January 25, 2026 — 1:40pm
A carer for an elderly Sydney man who was given an ever-increasing share of his assets under changes to his will exerted undue influence over him and the wills were invalid, a court has ruled.
In a decision that sounds the alarm on elder abuse, the Supreme Court examined four wills made by a former CSIRO research scientist who died in 2020, aged 101.
The wills, executed between 2011 and 2019, gradually increased the proportion of his estate that would be given to his carer, Lavinia Williment-Brown, after some smaller gifts were distributed.
The figure rose from 5 per cent in the 2011 will to 21 per cent in 2019. By contrast, the deceased’s two daughters were to receive 20 per cent each in the latter will.
Justice Michael Elkaim said in his decision in November that Williment-Brown had gained access to the deceased’s bank accounts within a few months of starting as his carer.

------------------------------------

--- REQUIRED TASKS ---
A: According to the article, how old was the former CSIRO research scientist when he died?
B: Repeat the article's text between "The figure rose" and "the latter will.", inclusive.
Rely on the article alone for these.

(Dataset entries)

------------------------------------

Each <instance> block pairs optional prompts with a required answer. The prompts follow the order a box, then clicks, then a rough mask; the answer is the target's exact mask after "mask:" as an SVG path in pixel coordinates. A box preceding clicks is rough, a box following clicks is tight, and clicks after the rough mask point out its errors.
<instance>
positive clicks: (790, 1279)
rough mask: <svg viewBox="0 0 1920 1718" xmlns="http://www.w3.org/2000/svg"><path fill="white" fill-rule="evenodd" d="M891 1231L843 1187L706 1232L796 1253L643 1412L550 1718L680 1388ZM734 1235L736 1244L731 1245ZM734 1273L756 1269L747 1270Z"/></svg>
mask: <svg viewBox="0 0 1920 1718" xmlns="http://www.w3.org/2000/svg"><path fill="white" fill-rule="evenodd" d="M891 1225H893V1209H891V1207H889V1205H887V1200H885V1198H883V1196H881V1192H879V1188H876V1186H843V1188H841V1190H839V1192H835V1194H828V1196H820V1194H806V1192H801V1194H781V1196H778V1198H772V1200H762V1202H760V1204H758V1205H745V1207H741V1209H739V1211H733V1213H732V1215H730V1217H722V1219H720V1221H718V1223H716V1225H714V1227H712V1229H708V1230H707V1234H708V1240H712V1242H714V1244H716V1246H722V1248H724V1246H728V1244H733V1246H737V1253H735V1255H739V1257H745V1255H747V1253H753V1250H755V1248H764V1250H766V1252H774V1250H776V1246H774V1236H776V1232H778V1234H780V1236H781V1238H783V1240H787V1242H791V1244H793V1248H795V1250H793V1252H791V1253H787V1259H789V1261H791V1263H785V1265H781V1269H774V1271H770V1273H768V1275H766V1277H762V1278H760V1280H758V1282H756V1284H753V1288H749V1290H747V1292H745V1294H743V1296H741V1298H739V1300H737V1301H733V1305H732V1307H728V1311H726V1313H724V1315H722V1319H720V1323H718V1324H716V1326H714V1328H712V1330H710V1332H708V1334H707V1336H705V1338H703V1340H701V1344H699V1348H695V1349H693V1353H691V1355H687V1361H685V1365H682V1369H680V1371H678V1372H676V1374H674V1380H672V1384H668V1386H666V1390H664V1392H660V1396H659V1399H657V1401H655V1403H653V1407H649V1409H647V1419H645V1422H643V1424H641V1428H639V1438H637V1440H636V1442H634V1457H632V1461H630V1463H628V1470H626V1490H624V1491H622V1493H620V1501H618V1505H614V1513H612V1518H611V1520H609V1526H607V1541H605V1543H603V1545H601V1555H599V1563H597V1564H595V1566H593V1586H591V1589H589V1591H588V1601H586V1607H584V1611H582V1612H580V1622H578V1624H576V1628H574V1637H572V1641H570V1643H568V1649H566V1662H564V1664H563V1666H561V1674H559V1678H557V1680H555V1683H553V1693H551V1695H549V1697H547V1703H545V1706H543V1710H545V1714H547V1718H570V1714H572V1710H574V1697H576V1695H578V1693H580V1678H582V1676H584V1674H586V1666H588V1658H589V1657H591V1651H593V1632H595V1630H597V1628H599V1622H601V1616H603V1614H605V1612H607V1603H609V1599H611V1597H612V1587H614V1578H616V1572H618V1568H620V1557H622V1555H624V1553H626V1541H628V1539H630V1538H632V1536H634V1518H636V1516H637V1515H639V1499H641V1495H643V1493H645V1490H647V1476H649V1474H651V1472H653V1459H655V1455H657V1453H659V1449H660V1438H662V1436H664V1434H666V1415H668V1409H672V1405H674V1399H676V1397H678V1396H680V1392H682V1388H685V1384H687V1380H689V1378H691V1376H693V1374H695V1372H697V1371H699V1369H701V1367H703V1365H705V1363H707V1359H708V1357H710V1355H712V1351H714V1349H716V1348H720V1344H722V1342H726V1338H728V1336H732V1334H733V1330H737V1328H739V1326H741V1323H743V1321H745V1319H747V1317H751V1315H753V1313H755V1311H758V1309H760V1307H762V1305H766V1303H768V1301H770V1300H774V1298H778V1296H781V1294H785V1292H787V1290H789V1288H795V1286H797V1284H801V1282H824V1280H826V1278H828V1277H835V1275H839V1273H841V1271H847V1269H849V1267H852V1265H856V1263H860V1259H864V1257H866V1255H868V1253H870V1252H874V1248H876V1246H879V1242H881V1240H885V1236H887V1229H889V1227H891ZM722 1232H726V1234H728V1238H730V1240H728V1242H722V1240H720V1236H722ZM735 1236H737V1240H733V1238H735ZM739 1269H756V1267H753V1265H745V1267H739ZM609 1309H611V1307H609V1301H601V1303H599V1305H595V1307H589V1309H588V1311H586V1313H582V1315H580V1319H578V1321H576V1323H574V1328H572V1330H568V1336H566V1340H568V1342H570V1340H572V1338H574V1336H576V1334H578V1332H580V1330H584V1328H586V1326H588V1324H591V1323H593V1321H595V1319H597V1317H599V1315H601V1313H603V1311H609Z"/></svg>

------------------------------------

--- RESULTS ---
A: He was 101.

B:
The figure rose from 5 per cent in the 2011 will to 21 per cent in 2019. By contrast, the deceased’s two daughters were to receive 20 per cent each in the latter will.